WHAT THE EXERCISE ASKS = Quote precisely the final stretch of the listing: start at the line containing "Find the large" and stop after the last line.

Segmentation dataset records:

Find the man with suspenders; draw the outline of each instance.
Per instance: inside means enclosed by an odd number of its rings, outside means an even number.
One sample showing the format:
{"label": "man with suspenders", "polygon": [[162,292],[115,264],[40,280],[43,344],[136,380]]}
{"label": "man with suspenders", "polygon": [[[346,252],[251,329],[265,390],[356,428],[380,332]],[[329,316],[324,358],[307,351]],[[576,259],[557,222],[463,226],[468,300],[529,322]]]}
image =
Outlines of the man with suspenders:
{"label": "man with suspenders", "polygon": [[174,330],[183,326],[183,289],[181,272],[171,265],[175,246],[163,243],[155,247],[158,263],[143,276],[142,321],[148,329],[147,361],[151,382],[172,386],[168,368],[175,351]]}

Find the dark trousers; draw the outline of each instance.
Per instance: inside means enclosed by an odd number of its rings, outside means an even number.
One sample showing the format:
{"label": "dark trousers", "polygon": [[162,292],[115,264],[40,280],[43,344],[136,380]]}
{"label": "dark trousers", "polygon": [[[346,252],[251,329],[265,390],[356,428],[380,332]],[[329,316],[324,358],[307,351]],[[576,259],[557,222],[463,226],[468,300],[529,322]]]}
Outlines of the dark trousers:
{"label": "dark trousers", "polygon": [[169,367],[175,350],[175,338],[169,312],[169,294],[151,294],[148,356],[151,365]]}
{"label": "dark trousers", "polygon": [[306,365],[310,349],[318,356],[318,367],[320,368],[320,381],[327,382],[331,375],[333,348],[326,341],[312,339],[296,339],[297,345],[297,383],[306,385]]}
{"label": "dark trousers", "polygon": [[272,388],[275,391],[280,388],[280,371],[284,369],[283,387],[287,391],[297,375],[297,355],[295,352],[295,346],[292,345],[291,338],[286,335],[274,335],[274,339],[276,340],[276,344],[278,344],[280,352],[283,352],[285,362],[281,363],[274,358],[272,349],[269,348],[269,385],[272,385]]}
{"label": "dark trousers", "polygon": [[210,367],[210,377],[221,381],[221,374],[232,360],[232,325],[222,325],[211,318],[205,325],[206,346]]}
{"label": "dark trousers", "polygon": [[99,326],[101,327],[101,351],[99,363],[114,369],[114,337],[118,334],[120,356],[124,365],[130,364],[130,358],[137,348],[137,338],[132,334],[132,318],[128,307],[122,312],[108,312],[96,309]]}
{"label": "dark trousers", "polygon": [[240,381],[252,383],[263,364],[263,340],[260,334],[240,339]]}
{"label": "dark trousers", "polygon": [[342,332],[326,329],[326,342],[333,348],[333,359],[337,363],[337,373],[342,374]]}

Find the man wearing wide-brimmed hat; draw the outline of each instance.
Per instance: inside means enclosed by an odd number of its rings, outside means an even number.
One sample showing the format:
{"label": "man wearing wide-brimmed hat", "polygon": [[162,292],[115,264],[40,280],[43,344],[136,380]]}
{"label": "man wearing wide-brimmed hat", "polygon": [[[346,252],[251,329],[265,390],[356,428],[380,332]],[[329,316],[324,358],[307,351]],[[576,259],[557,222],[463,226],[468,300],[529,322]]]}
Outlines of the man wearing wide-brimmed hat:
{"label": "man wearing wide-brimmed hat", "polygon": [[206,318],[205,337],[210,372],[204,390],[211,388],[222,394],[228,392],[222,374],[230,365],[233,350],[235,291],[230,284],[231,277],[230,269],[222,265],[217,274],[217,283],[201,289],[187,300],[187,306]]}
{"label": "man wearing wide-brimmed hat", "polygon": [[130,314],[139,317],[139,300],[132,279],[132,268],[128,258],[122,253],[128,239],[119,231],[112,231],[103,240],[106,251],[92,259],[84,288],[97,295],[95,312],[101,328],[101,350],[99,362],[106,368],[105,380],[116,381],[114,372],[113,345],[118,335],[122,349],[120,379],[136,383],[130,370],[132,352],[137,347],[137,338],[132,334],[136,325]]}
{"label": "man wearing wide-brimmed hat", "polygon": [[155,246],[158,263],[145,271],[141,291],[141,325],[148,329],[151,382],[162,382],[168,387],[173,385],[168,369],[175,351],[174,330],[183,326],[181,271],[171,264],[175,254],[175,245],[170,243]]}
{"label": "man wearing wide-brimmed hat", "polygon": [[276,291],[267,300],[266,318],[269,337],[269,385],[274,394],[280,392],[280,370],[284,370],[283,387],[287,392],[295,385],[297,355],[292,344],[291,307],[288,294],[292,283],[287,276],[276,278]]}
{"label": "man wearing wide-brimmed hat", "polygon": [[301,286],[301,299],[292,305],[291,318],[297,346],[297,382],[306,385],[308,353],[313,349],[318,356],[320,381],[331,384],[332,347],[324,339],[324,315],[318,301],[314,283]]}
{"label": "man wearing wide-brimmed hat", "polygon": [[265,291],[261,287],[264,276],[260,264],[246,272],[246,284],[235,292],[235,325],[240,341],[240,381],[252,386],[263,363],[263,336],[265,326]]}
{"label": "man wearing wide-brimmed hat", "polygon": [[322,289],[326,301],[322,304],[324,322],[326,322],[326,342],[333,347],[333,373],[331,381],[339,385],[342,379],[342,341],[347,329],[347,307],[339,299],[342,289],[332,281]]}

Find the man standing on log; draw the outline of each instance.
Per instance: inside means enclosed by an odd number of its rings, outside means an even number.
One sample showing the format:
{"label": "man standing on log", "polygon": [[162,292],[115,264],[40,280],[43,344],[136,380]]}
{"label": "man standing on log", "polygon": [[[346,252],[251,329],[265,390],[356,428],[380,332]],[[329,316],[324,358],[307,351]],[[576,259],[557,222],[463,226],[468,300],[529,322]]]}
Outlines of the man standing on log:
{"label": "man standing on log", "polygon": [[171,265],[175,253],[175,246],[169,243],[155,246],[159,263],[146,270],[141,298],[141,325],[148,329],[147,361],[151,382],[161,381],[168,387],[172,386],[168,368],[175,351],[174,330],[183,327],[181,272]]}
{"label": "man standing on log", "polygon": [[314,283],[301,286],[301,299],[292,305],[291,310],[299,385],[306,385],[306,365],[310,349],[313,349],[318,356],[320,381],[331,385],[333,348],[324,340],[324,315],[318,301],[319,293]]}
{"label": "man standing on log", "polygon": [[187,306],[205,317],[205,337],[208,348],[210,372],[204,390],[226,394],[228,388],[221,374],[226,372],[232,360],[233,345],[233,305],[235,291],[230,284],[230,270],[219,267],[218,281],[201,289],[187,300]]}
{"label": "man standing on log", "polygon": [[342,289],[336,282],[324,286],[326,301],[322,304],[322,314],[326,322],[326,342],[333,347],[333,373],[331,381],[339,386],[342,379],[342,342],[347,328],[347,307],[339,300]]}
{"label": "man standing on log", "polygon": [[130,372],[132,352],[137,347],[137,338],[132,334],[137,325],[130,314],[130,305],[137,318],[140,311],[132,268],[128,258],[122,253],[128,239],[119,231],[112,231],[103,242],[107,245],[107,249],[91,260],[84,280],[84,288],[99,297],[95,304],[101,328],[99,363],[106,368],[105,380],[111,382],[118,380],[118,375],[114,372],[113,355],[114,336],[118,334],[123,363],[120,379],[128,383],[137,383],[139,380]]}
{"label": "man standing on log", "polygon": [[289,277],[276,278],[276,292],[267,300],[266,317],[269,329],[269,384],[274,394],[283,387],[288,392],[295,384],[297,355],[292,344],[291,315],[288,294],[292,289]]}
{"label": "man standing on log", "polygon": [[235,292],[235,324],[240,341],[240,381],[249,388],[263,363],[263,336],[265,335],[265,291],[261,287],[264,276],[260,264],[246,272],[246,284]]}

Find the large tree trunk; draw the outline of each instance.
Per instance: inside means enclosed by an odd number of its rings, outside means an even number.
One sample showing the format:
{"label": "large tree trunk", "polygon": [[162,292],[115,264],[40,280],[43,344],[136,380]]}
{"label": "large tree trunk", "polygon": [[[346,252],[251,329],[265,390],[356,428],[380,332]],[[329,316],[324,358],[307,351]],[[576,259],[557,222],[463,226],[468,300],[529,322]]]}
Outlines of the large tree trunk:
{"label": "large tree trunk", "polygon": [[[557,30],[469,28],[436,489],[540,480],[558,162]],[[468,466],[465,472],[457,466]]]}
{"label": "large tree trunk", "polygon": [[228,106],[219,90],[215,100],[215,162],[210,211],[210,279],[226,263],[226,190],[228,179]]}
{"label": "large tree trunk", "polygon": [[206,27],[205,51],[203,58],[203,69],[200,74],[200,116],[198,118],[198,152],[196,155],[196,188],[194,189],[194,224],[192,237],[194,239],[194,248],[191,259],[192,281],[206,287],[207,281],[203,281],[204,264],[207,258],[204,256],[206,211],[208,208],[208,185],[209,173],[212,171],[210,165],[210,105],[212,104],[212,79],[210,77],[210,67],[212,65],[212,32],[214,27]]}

PROBLEM SOLUTION =
Find the large tree trunk; draw the outline of each instance.
Per instance: inside means enclosed by an odd number of its rings, outside means an even number.
One sample showing the format:
{"label": "large tree trunk", "polygon": [[162,292],[115,264],[40,280],[43,344],[136,380]]}
{"label": "large tree trunk", "polygon": [[[346,252],[251,329],[265,390],[356,428],[380,332]],[[329,316],[324,358],[307,351]],[[576,259],[557,222],[463,226],[468,300],[529,322]]]}
Outlines of the large tree trunk:
{"label": "large tree trunk", "polygon": [[[557,30],[469,28],[436,489],[540,480],[558,162]],[[468,466],[465,472],[457,466]]]}
{"label": "large tree trunk", "polygon": [[228,106],[219,90],[215,100],[215,162],[210,211],[210,279],[226,263],[226,190],[228,179]]}
{"label": "large tree trunk", "polygon": [[206,27],[205,51],[203,58],[203,69],[200,74],[200,116],[198,118],[198,152],[196,155],[196,188],[194,189],[194,224],[192,237],[194,239],[194,248],[191,259],[192,281],[206,287],[207,281],[203,281],[204,264],[207,258],[204,256],[206,211],[208,208],[208,185],[209,173],[212,171],[210,165],[210,105],[212,104],[212,79],[210,77],[210,67],[212,65],[212,32],[214,27]]}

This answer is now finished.